== EXERCISE GOAL ==
Pull out each line of the data below that contains the word "stone", and list those lines unchanged.

Dataset rows showing where objects appear:

>> START

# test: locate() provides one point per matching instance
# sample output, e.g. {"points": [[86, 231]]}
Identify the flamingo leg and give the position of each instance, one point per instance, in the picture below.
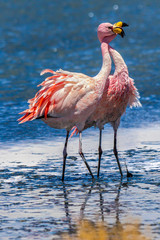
{"points": [[65, 155], [100, 151], [82, 155], [116, 152]]}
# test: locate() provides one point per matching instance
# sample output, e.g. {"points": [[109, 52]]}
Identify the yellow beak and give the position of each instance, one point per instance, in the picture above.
{"points": [[117, 28]]}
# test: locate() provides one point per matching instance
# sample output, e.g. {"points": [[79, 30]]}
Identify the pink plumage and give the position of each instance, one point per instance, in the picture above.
{"points": [[68, 99]]}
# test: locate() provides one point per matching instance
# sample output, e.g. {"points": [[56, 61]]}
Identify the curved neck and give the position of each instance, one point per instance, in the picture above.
{"points": [[106, 64], [118, 61]]}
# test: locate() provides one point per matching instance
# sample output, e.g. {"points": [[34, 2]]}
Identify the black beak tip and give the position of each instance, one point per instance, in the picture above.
{"points": [[125, 25], [122, 34]]}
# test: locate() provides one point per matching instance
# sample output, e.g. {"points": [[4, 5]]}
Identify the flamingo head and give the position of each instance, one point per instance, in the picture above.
{"points": [[108, 31]]}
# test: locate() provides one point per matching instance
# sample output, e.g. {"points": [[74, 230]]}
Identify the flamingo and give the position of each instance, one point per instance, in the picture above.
{"points": [[119, 92], [67, 99]]}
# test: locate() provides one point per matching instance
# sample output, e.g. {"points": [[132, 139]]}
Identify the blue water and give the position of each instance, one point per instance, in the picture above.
{"points": [[35, 35]]}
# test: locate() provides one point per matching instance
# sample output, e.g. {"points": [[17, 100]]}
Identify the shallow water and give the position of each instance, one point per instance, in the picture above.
{"points": [[35, 204]]}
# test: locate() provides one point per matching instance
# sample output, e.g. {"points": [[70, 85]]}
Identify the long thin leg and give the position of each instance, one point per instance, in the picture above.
{"points": [[82, 155], [115, 151], [65, 155], [128, 173], [100, 151]]}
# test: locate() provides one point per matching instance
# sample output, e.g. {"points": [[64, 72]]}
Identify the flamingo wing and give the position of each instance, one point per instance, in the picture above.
{"points": [[59, 94]]}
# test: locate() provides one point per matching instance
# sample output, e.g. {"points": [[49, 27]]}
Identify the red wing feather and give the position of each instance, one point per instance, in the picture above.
{"points": [[40, 104]]}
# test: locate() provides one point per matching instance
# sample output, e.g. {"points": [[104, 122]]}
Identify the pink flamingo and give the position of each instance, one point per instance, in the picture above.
{"points": [[119, 92], [67, 99]]}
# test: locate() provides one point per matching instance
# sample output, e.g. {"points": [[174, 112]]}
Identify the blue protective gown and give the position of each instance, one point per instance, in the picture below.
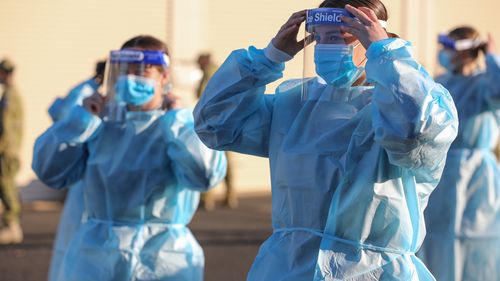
{"points": [[463, 216], [142, 180], [73, 211], [351, 169]]}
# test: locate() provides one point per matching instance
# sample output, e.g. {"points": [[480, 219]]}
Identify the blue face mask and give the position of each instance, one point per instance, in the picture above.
{"points": [[135, 90], [445, 59], [335, 65]]}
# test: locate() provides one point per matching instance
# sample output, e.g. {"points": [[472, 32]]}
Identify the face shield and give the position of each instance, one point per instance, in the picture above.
{"points": [[132, 79], [328, 52], [450, 47]]}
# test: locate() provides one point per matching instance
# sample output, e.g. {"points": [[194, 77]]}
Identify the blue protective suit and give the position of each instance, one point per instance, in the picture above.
{"points": [[73, 211], [142, 180], [463, 216], [351, 169]]}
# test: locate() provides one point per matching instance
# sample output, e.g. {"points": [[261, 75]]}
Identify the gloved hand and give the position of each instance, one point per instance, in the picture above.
{"points": [[286, 38], [365, 27]]}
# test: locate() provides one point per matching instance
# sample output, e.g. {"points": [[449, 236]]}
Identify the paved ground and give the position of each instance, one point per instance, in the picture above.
{"points": [[230, 238]]}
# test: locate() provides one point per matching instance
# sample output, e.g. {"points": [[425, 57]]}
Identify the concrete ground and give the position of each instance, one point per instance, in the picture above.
{"points": [[229, 237]]}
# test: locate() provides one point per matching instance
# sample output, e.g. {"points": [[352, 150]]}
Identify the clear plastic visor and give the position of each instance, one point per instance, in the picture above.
{"points": [[122, 64], [323, 35]]}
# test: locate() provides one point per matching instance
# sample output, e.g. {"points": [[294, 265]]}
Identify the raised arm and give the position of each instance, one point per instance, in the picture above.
{"points": [[195, 165], [414, 118], [60, 154]]}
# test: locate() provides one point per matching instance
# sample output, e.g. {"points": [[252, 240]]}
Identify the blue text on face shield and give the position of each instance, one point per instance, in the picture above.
{"points": [[135, 90]]}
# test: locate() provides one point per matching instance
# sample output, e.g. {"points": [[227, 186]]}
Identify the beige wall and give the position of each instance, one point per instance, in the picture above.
{"points": [[55, 43]]}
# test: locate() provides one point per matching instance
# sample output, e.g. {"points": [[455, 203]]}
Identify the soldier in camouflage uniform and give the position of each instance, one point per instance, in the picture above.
{"points": [[11, 121]]}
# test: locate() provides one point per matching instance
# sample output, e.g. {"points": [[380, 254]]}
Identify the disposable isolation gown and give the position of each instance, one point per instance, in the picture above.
{"points": [[351, 169], [463, 216], [141, 187], [73, 211]]}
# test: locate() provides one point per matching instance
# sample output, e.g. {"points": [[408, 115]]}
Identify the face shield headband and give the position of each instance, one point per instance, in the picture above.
{"points": [[459, 45], [329, 16], [140, 57]]}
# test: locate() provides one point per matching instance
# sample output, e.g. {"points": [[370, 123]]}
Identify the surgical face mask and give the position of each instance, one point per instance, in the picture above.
{"points": [[445, 59], [335, 65], [135, 90]]}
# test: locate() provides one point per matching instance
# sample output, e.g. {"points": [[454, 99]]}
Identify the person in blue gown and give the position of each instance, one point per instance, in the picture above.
{"points": [[73, 211], [142, 176], [463, 216]]}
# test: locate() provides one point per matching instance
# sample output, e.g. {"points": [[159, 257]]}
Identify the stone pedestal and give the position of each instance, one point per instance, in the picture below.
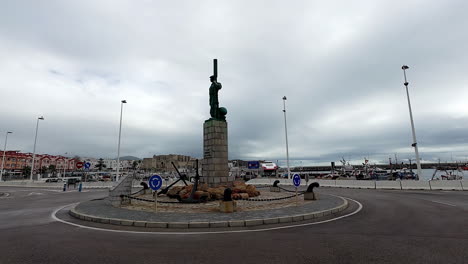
{"points": [[227, 206], [215, 170], [310, 196], [274, 189]]}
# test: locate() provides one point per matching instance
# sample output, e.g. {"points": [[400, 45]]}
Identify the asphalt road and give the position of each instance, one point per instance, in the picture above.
{"points": [[392, 227]]}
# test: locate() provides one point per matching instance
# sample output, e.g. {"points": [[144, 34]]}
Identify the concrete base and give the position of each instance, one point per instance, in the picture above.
{"points": [[275, 189], [310, 196], [227, 207], [215, 168]]}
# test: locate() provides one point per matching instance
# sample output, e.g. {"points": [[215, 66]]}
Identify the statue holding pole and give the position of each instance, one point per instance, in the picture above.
{"points": [[216, 112]]}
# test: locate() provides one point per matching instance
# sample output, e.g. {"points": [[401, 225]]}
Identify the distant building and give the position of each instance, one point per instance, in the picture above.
{"points": [[163, 163], [15, 161]]}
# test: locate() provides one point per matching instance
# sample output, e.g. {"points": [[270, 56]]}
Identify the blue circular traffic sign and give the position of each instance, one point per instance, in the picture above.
{"points": [[297, 180], [155, 182]]}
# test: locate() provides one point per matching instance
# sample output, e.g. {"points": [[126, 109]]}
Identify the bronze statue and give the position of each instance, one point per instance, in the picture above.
{"points": [[216, 112]]}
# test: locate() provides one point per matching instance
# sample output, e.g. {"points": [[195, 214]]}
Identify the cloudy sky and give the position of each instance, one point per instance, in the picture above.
{"points": [[338, 63]]}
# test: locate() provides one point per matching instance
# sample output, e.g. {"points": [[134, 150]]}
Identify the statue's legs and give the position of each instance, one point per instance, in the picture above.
{"points": [[214, 111]]}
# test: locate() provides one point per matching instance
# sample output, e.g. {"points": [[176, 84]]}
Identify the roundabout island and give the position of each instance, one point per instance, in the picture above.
{"points": [[268, 208]]}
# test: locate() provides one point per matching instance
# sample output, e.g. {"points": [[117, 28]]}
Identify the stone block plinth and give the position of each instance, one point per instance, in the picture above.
{"points": [[310, 196], [227, 206], [274, 189], [215, 170]]}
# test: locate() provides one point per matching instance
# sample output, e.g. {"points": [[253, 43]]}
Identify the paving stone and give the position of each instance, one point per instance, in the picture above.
{"points": [[199, 224], [126, 223], [297, 218], [253, 222], [285, 219], [236, 223], [308, 216], [268, 221], [114, 221], [219, 224], [177, 225], [139, 223]]}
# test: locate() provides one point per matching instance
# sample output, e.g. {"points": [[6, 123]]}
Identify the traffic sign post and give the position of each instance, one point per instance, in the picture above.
{"points": [[155, 184], [79, 165], [297, 183]]}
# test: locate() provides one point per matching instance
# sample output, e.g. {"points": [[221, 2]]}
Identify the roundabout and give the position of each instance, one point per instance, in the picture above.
{"points": [[84, 214], [388, 227]]}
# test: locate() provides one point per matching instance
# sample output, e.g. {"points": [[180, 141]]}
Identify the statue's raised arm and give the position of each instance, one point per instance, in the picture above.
{"points": [[216, 112]]}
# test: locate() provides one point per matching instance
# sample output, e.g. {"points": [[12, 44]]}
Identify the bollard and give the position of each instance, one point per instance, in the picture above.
{"points": [[309, 194], [275, 187], [227, 205]]}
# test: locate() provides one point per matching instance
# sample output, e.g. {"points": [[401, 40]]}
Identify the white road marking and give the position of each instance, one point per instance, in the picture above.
{"points": [[53, 215], [34, 193], [443, 203], [5, 195]]}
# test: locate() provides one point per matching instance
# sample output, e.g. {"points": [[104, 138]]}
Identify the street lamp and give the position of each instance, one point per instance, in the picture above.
{"points": [[415, 145], [286, 133], [3, 159], [34, 150], [118, 148]]}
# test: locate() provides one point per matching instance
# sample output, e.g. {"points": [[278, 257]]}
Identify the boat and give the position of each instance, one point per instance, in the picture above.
{"points": [[405, 174]]}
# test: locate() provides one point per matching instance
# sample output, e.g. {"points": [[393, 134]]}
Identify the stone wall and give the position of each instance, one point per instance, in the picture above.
{"points": [[123, 186], [215, 170]]}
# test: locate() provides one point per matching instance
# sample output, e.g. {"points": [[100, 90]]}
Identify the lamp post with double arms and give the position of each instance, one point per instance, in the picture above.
{"points": [[286, 133], [3, 159], [415, 144], [118, 147], [34, 150]]}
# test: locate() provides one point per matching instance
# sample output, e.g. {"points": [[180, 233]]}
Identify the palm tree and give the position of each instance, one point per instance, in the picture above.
{"points": [[26, 171], [52, 169], [134, 165], [100, 164]]}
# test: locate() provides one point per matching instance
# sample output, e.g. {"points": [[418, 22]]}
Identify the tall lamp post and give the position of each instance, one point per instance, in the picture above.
{"points": [[120, 132], [286, 133], [34, 150], [3, 159], [415, 145]]}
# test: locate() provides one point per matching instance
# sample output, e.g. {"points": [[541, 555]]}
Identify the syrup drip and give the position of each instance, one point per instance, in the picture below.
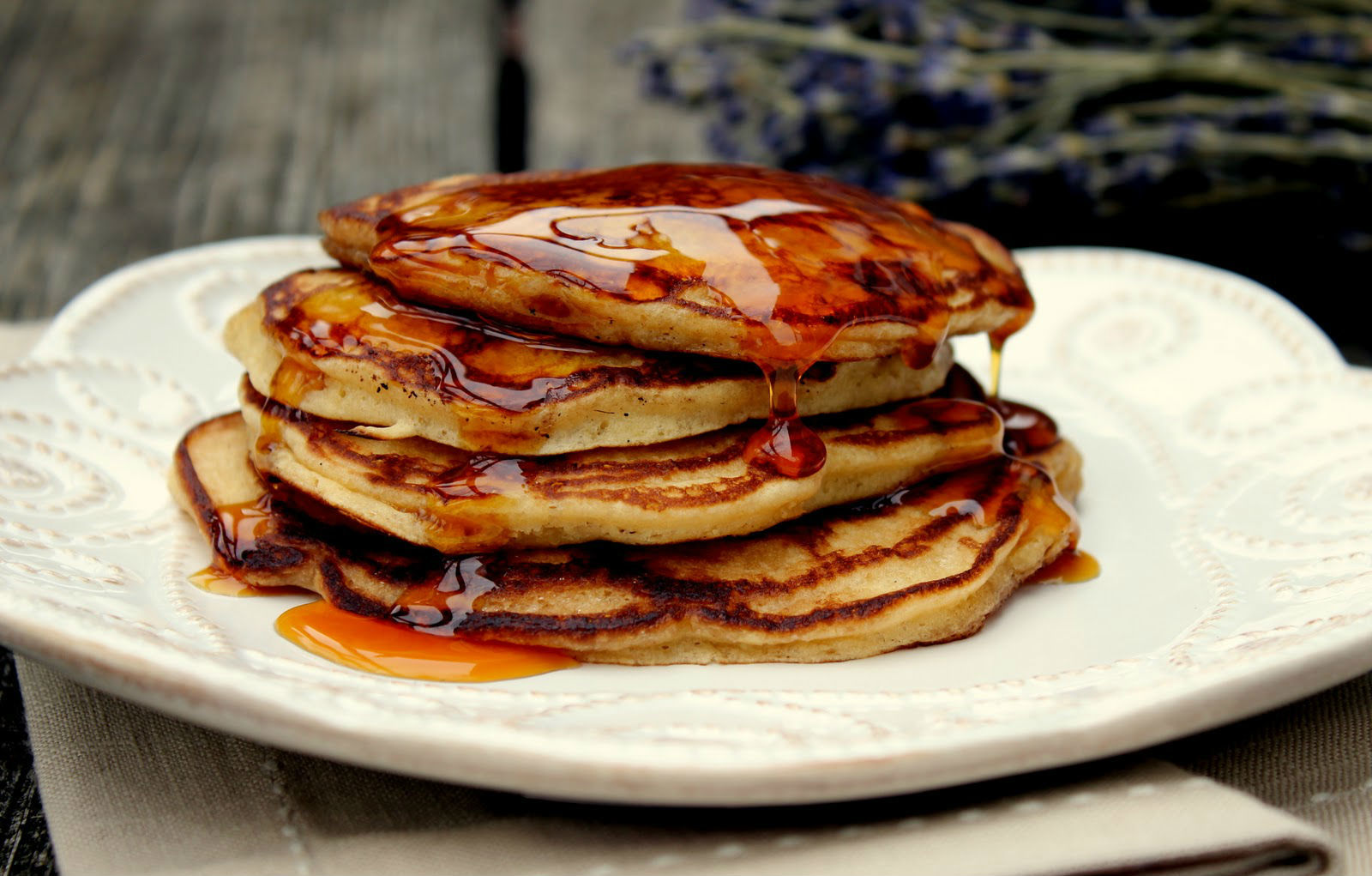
{"points": [[484, 475], [996, 347], [388, 649], [1069, 567], [468, 359], [795, 260], [441, 607], [238, 528], [1028, 430], [292, 382], [224, 583], [785, 443]]}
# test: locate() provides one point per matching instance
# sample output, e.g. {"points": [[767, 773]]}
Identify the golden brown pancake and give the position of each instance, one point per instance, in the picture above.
{"points": [[720, 260], [925, 563], [354, 352], [681, 491]]}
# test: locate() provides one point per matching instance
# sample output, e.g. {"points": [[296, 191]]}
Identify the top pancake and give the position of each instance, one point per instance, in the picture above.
{"points": [[729, 261]]}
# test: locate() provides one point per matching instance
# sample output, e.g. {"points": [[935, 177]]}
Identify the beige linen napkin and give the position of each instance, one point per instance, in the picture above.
{"points": [[129, 791]]}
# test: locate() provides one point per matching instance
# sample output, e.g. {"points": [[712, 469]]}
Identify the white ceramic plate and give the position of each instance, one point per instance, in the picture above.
{"points": [[1228, 498]]}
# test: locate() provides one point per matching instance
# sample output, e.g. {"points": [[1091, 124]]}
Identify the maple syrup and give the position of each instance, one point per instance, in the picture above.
{"points": [[466, 359], [795, 260], [388, 649], [224, 583], [1070, 566], [237, 529]]}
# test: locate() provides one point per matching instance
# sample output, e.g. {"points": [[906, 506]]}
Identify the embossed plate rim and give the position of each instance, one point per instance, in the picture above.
{"points": [[164, 674]]}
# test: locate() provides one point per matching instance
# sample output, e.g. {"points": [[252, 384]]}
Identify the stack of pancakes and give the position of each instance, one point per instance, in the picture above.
{"points": [[530, 409]]}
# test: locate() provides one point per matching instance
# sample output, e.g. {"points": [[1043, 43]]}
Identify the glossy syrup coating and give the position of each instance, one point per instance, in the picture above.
{"points": [[734, 261], [792, 260]]}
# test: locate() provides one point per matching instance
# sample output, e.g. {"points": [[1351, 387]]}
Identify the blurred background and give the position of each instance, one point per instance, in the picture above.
{"points": [[1232, 132]]}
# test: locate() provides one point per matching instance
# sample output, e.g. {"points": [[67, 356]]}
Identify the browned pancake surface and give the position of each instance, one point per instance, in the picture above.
{"points": [[340, 345], [681, 491], [731, 261], [923, 565]]}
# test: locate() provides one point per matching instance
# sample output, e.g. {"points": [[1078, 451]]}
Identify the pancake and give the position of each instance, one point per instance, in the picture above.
{"points": [[719, 260], [921, 565], [353, 352], [683, 491]]}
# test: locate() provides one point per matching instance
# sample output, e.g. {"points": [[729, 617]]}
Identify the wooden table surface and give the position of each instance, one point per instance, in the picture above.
{"points": [[141, 127]]}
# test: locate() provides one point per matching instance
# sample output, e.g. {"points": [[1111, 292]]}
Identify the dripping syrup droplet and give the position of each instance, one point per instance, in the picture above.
{"points": [[785, 443], [1072, 566], [998, 343], [388, 649]]}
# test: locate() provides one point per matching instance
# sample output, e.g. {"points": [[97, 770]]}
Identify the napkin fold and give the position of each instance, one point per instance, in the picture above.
{"points": [[130, 791]]}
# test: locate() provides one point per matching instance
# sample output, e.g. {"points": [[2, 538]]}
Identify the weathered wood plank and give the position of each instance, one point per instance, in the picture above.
{"points": [[587, 105], [134, 128]]}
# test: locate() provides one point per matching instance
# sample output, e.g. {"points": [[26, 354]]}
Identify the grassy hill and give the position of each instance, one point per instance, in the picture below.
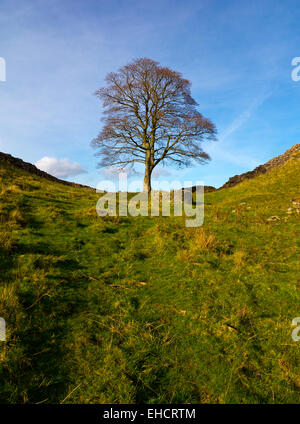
{"points": [[131, 310]]}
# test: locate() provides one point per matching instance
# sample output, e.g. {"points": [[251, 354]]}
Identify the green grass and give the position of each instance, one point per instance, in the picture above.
{"points": [[144, 310]]}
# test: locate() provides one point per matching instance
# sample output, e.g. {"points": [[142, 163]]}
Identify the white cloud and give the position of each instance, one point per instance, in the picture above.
{"points": [[61, 168]]}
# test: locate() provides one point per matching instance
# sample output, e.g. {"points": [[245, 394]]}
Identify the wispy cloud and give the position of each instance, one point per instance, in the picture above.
{"points": [[61, 168]]}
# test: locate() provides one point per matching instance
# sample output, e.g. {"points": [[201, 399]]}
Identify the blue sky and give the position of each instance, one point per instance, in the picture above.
{"points": [[237, 55]]}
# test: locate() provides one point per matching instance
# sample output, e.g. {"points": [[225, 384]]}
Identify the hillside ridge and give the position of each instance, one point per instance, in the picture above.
{"points": [[262, 169], [26, 166]]}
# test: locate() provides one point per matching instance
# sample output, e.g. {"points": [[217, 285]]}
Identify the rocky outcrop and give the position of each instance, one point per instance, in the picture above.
{"points": [[262, 169], [26, 166]]}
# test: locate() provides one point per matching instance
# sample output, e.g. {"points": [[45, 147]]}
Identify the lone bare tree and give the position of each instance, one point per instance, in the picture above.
{"points": [[150, 117]]}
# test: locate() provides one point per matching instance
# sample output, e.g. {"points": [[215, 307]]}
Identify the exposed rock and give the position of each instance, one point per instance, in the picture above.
{"points": [[273, 218], [262, 169]]}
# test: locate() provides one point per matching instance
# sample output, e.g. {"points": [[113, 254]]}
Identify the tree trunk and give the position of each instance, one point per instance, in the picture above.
{"points": [[147, 179]]}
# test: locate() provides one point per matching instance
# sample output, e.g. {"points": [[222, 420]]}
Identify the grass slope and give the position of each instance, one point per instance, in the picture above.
{"points": [[145, 310]]}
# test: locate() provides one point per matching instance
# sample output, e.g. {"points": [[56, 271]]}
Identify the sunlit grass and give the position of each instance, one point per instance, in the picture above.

>> END

== THE RESPONSE ==
Identify the stone pedestal and give the position of each instance, one point per instance, in the picture below.
Identify the stone block plinth and give the position of each instance, one point per instance, in the picture above.
Identify the paving stone and give the position of each instance, one point per instance, in the picture above.
Identify the stone wall and give the position of each instance, one point per instance, in the picture above.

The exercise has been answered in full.